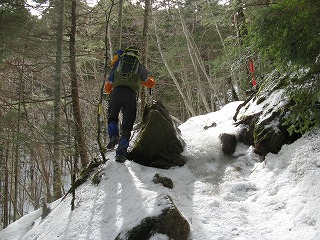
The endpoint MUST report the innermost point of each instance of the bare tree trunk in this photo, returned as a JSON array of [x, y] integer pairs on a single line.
[[79, 132], [194, 63], [184, 98], [147, 11], [57, 185], [120, 22]]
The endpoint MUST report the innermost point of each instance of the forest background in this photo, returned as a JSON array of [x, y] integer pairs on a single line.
[[52, 67]]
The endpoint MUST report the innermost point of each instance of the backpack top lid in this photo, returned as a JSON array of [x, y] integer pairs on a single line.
[[132, 50], [129, 61]]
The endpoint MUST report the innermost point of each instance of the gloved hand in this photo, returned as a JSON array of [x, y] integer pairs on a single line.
[[108, 87], [150, 83]]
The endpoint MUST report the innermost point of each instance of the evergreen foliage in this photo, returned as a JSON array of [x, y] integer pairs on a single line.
[[288, 33]]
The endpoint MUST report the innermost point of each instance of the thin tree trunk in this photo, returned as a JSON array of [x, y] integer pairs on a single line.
[[147, 11], [120, 22], [185, 100], [194, 63], [79, 132], [57, 185]]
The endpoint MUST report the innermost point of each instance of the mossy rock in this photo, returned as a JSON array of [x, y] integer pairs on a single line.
[[158, 143]]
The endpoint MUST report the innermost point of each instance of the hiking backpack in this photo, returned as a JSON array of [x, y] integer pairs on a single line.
[[127, 72]]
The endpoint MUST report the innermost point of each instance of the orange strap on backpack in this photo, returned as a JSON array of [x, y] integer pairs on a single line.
[[108, 87], [150, 83]]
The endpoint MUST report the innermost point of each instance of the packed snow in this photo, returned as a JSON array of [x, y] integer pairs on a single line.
[[222, 197]]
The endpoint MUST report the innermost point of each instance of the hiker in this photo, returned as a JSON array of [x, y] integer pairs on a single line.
[[124, 82]]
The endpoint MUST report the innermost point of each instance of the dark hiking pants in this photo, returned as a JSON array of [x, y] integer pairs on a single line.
[[123, 98]]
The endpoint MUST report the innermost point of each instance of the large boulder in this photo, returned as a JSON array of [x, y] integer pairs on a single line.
[[170, 222], [266, 129], [158, 143], [228, 143]]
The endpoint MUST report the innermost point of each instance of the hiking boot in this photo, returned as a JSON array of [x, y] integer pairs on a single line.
[[113, 142], [122, 150], [120, 158]]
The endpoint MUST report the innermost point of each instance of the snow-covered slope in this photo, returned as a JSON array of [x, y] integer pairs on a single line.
[[222, 197]]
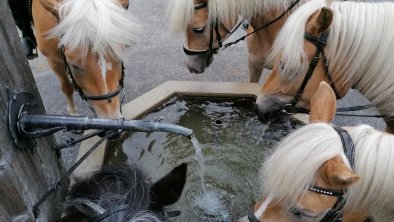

======

*Required action*
I'd like the material repeated word for word, without the pictures it holds.

*Written response*
The endpoint MUST report the innermost point of each instance of the bare tree trunk in this photo, returned as a JSON array of [x, y] integer pairs on a single line.
[[79, 132], [194, 63], [184, 98], [147, 11], [57, 185], [120, 22]]
The endpoint MUST report the innermost point of each instance of the forest background in this photo, returned as a JSON array of [x, y] integer pairs on a single line.
[[52, 67]]
The endpoint MUST report the innermost point of each instance of the backpack top lid in this photo, returned as a JSON array of [x, y] integer pairs on a single line.
[[132, 50], [129, 61]]
The endpoint MUST report the innermost point of each instance of the gloved hand in this photo, returned as a JSON array of [x, y] integer pairs on a single line.
[[108, 87], [150, 83]]
The endpoint MUST report the innermost point of each instance of the evergreen foliage in this photo, returned as a JSON array of [x, y] integer pairs on a single line.
[[288, 33]]
The endpoint MUST report the innermost point of each instance of the thin tree trunk in this photo, returned as a JSON array of [x, y] integer pairs on a single line.
[[147, 11], [120, 22], [185, 100], [194, 63], [79, 132], [57, 185]]
The endpoint MUST report the innermost point of each instance of the mossy rock in this photo, returned as a JSON array of [x, y] integer pairs on a single line.
[[158, 143]]
The endpoint MUST report the innermost point of each instance of the hiking backpack in this photo, returned as a JSON array of [x, y] integer pairs on a single line.
[[127, 72]]
The endpoint MUST report the innermost point of each instance of the orange strap on backpack in this photo, returned as a JSON array of [x, y] integer pairs on a single line.
[[108, 87], [150, 83]]
The endpoint MUST report the innermost point of each instance of the packed snow in this photo, returned as a JSON array of [x, y] integer pairs on a single line.
[[222, 197]]
The endpoint MUST report the innermost point of each instance of the hiker in this photo, returned as a JSON array of [x, y] integer pairs on a single line.
[[124, 82]]
The endpoint MUST report the innermost point of each instance of the dark hiking pants in this photo, returned as a JSON array of [x, y] integer pairs on a single line.
[[123, 98]]
The endpoint MUST report the innermost point of each instance of the large boulder in this photo, returned as a JSON array of [x, y] integer pairs on a single line.
[[170, 222], [266, 129], [158, 143], [228, 143]]
The endpoint MUST report the innermost point of each instance of the hiking boot in this photo, returned as a JSON array of [x, y] integer pairs on a single line.
[[113, 142], [122, 150], [120, 158]]
The endpoint MUST report the innermost point of each instance of the snow-covered slope in this photo, returned as a JSON array of [x, y] integer pairs on a single line.
[[222, 197]]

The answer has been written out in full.